Wednesday, May 14, 2008


(Scott Saul posted a legal question so interesting that we are posting it below this post. Scroll down, and read Scott's question, and confine your comments under that post to possible answers.)

We received this email:

Rumpole, I do not know if you were at ceremony for the dedication of Sy's memorial. Stan Blake was his usual ebullient self. He pulled out a bag containing dozens of black books from all his years in private practice, saying he learned to keep track of his cases from Sy just the way Sy did.

Barry Wax, representing FACDL Miami mentioned you; apparently you have been on his case to get the memorial done. Barry was also the driving force behind getting the picture framed along with Sy's famous Black Book and some nice words by Milt Hersch.

Sy's son spoke, and so did David Markus, who noted he shared and office with Sy for more than 20 years, and that was longer than many marriages these days. Also in attendance was Sy's long time secretary Ibis (spelling?). Both David and Ibis seemed near tears.

As I mentioned, there are some wonderful words by Milt Hirsch, memorializing Sy, hands outstretched, pleading his defense on behalf of his client. Milt's written words and David's small speech both refer to the fact that Sy was the lawyer of the people. He gave people pride in the fact that they hired someone who would be going to court fighting just for them.

Sy worked in our building for over 45 years. He started his criminal defense practice sometime around 1962!! When you think of all the giants who have worked in our building: From Judges like Ed Cowart to lawyers like Ed Carhart, the fact that Sy and only Sy has earned a special memorial and a place in our hearts and memories is something special.
==========
→ Goals:
**A.** Summarize the blog post in two sentences.
**B.** Reproduce everything in the blog post from "Barry Wax, representing" down to "seemed near tears.".
The entries that follow are separate material and are unrelated to the blog post above.

→ Dataset content:
==========
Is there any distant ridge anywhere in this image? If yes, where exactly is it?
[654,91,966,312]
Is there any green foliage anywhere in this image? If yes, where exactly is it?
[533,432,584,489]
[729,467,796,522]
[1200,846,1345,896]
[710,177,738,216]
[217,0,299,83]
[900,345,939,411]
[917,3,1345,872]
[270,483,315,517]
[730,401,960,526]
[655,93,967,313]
==========
→ Solved tasks:
**A.** The blog post shares an email about the dedication of Sy's memorial, where Stan Blake showed the black books he kept the way Sy did, Sy's son and David Markus spoke, and Barry Wax of FACDL Miami was credited with getting the picture framed with Sy's Black Book. Both the written memorial words and David's speech call Sy the lawyer of the people, and the email notes that Sy worked in the building for over 45 years after starting his criminal defense practice around 1962.

**B.**
Barry Wax, representing FACDL Miami mentioned you; apparently you have been on his case to get the memorial done. Barry was also the driving force behind getting the picture framed along with Sy's famous Black Book and some nice words by Milt Hersch.

Sy's son spoke, and so did David Markus, who noted he shared and office with Sy for more than 20 years, and that was longer than many marriages these days. Also in attendance was Sy's long time secretary Ibis (spelling?). Both David and Ibis seemed near tears.